▶ **Task instructions**: Please print the stretch from the line containing "of the dark" through the end of the material, word for word and including both of those ends.

▶ **Dataset records**:
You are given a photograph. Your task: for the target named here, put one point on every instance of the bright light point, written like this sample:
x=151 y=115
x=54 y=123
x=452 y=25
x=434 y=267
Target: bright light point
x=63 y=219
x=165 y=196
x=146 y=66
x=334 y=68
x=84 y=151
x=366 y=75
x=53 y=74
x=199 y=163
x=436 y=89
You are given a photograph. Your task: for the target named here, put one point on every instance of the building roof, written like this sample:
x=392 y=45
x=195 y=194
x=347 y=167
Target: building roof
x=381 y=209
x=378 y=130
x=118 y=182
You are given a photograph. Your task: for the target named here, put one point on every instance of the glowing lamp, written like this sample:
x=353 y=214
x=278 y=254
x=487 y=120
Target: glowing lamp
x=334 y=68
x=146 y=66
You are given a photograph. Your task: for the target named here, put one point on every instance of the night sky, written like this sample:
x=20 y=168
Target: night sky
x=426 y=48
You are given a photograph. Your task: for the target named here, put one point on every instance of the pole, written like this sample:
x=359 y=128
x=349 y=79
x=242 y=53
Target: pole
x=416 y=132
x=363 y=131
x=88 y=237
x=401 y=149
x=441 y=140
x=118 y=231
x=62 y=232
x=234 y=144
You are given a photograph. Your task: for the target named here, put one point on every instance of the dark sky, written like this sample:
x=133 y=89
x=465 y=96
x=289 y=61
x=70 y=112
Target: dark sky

▶ **Exercise response**:
You are given a photograph. Your task: for the target named here, put one point on every instance of the dark sky, written like this sample:
x=133 y=89
x=465 y=96
x=289 y=61
x=70 y=112
Target: dark sky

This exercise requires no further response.